Task material =
□ □ □

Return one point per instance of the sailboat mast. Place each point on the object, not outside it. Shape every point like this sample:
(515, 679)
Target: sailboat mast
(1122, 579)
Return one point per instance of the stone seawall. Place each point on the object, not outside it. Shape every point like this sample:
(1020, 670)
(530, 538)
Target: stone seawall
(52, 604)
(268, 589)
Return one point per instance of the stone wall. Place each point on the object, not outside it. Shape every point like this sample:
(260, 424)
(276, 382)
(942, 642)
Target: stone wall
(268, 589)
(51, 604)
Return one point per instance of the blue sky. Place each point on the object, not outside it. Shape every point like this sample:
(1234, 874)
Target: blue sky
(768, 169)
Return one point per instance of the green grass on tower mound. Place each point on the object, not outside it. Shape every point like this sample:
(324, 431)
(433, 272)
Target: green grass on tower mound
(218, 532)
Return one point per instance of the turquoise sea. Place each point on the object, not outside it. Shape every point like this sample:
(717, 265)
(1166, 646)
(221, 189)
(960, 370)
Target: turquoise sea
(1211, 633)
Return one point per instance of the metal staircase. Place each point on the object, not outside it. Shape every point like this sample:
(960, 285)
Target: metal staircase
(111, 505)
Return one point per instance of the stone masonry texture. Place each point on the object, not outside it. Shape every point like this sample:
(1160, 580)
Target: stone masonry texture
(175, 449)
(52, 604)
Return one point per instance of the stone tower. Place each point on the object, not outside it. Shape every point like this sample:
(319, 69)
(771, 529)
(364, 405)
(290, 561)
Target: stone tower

□ □ □

The problem =
Copy exactly the lines above, from the one containing "Target: stone masonry texture" through the very last line.

Answer =
Target: stone masonry texture
(175, 449)
(52, 604)
Return one point per instance of the stone tower. Place each point on the object, not outside it. Shape every point like this sample:
(319, 69)
(771, 529)
(364, 405)
(290, 561)
Target: stone tower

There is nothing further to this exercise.